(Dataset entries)
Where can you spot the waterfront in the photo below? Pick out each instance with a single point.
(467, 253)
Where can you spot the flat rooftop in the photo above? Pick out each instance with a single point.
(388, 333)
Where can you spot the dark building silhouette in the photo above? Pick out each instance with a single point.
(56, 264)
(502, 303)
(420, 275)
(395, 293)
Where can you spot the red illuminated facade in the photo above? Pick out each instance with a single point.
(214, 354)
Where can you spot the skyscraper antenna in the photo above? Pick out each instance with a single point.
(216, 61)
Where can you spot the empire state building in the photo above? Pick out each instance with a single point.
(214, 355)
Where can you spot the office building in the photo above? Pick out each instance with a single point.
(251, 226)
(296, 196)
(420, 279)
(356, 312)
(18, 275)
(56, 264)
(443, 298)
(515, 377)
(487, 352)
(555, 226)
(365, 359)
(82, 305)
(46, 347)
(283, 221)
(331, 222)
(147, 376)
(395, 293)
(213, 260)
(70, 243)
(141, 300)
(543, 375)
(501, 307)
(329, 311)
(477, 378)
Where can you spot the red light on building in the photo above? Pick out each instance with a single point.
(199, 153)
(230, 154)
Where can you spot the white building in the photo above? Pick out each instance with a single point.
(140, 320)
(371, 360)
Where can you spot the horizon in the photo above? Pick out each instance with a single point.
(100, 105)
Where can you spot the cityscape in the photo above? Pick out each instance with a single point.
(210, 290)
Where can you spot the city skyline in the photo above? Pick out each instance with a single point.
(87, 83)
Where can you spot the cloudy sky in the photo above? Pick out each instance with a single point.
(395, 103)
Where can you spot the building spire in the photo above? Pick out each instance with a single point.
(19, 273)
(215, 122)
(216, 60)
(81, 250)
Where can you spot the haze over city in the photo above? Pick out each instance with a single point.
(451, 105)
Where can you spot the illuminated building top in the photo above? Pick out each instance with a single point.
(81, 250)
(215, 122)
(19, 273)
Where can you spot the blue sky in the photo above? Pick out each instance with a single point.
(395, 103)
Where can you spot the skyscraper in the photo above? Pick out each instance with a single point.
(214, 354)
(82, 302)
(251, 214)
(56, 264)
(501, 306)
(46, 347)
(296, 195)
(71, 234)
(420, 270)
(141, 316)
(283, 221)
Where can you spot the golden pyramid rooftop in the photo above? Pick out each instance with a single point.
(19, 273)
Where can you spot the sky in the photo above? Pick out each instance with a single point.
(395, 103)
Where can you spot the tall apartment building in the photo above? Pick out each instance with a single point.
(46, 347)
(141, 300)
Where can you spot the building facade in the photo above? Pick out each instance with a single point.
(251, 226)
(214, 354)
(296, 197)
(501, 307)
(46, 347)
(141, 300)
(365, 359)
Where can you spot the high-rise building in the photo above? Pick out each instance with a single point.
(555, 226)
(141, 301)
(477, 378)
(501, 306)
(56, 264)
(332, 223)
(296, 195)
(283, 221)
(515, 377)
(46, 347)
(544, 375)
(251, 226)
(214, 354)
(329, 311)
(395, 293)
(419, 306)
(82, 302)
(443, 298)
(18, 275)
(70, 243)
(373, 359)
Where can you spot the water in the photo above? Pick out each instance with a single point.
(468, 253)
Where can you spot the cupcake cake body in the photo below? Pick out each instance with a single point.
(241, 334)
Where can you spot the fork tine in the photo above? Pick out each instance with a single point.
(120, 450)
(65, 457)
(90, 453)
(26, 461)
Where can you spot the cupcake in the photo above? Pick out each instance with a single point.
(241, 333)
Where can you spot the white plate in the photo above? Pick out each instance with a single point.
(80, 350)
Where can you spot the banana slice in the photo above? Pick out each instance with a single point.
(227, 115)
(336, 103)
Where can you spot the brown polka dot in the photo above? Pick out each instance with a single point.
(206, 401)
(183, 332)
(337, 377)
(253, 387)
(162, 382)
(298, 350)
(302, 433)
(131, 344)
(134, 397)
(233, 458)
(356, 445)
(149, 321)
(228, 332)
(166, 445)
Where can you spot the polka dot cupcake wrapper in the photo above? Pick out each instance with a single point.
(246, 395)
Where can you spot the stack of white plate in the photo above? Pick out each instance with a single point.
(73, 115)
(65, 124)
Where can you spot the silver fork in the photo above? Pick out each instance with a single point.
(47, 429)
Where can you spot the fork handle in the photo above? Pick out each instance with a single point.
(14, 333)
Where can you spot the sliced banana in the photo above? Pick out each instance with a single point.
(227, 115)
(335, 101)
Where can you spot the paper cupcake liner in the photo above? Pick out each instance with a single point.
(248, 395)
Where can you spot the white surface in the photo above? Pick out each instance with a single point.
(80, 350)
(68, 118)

GIVEN INSTRUCTION - Can you turn all of the data above into a numbered list, leaving out any blank lines?

TASK RESPONSE -
1. Where can you spot the waterfront in the photo below? Pick out each instance with a single point.
2. (467, 253)
3. Where can you spot the flat rooftop in the photo above? Pick out each instance with a single point.
4. (388, 333)
5. Where can you spot the dark building silhouette in the photo above? Pick out each instance with a single point.
6. (56, 264)
7. (502, 303)
8. (420, 275)
9. (395, 293)
10. Where can you spot the red illuminated facade in the photo above? Pick out each instance with a single point.
11. (214, 354)
12. Where can you spot the skyscraper antenna in the photo above? Pick out each instance with a single point.
13. (216, 61)
14. Where can you spot the empire state building in the photo above? Pick out each instance with a single point.
15. (214, 355)
16. Where can you spot the office building in the photo above? Pick out each instance with a single point.
17. (251, 226)
18. (296, 196)
19. (420, 279)
20. (356, 312)
21. (18, 275)
22. (56, 264)
23. (443, 298)
24. (515, 377)
25. (487, 352)
26. (555, 226)
27. (365, 359)
28. (82, 305)
29. (46, 347)
30. (283, 221)
31. (331, 222)
32. (147, 376)
33. (395, 293)
34. (213, 260)
35. (70, 243)
36. (141, 300)
37. (543, 375)
38. (501, 307)
39. (329, 311)
40. (477, 378)
41. Where can you spot the red light on building in the photo above? Pick out each instance with a single point.
42. (199, 153)
43. (230, 154)
44. Where can you spot the white building in the photo above? Pick out each instance with a single point.
45. (140, 320)
46. (371, 360)
47. Where can you spot the horizon in the photo above? Pick out each instance with a single point.
48. (100, 105)
49. Where can you spot the cityscape in the photo above? Pick out each instance with a single point.
50. (210, 290)
51. Where can you spot the city skyline in the photo above? Pick out each instance with a single point.
52. (87, 83)
53. Where can you spot the cloudy sky in the photo above? Pick out each instance with a single point.
54. (395, 103)
55. Where can you spot the building spire in the photo above? Pick out each instance with a single point.
56. (19, 273)
57. (215, 122)
58. (216, 60)
59. (81, 250)
60. Where can you spot the haze over city in the photo above? Pick out each instance with a single point.
61. (451, 105)
62. Where can you spot the illuminated building top in the photo above? Pick out each instance with a single point.
63. (81, 250)
64. (215, 122)
65. (19, 273)
66. Where can you spot the blue sky in the photo above? Pick out each instance with a single point.
67. (395, 103)
68. Where can you spot the skyscraper in the photo above? Pick out each instance with a single point.
69. (214, 354)
70. (82, 302)
71. (251, 214)
72. (56, 264)
73. (501, 306)
74. (46, 347)
75. (296, 195)
76. (71, 234)
77. (420, 270)
78. (141, 316)
79. (283, 221)
80. Where can you spot the golden pyramid rooftop in the photo above? Pick out each instance with a single point.
81. (19, 273)
82. Where can you spot the sky in the photo above? Pick out each instance with a single point.
83. (395, 103)
84. Where can you spot the tall apartment building in the photo above? Pick out each instance with a single point.
85. (46, 347)
86. (141, 300)
87. Where can you spot the building facade in the photo above? Pick out each instance with a single point.
88. (251, 226)
89. (214, 354)
90. (296, 197)
91. (501, 307)
92. (46, 347)
93. (141, 300)
94. (365, 359)
95. Where can you spot the high-rise building in the photo above? Pick out each instance with a single point.
96. (555, 226)
97. (141, 301)
98. (477, 378)
99. (501, 306)
100. (56, 264)
101. (332, 223)
102. (296, 195)
103. (283, 221)
104. (515, 377)
105. (46, 347)
106. (544, 375)
107. (251, 226)
108. (214, 354)
109. (329, 311)
110. (395, 293)
111. (419, 306)
112. (82, 302)
113. (443, 298)
114. (18, 275)
115. (70, 243)
116. (373, 359)
117. Where can you spot the water in the photo above? Pick out each instance with a single point.
118. (468, 253)
119. Where can you spot the cupcake cake body in the photo below? Pick out each instance with a single point.
120. (241, 334)
121. Where can you spot the fork tine in the photo above? Pick out each instance with a single point.
122. (120, 450)
123. (65, 457)
124. (90, 453)
125. (26, 461)
126. Where can you spot the cupcake in the photo above? Pick out each instance with a single point.
127. (241, 333)
128. Where can you spot the white plate in the photo above? Pick out each instance with a single point.
129. (80, 350)
130. Where can you spot the banana slice in the photo above? Pick out each instance with a single point.
131. (227, 115)
132. (336, 103)
133. Where can you spot the brown polka dot in the photo above? Pick out each instance with a single point.
134. (206, 401)
135. (183, 332)
136. (337, 377)
137. (253, 387)
138. (162, 382)
139. (298, 350)
140. (302, 433)
141. (131, 344)
142. (134, 397)
143. (233, 458)
144. (356, 445)
145. (149, 321)
146. (228, 332)
147. (166, 445)
148. Where can you spot the polka dot cupcake wrapper in the photo above? Pick out each instance with a single point.
149. (246, 395)
150. Where can you spot the stack of white plate in the photo above? Pick out each instance with a single point.
151. (73, 115)
152. (65, 124)
153. Where can you spot the silver fork in the photo above? Pick out each instance with a single point.
154. (47, 429)
155. Where can you spot the fork handle in the photo above? Pick out each instance with a single point.
156. (14, 333)
157. Where can you spot the sliced banana in the photo above? Pick out each instance with a single point.
158. (227, 115)
159. (335, 101)
160. Where can you spot the paper cupcake liner in the photo above? Pick out each instance with a single point.
161. (248, 395)
162. Where can you spot the white surface in the photo above? Pick out each instance with a single point.
163. (80, 350)
164. (68, 118)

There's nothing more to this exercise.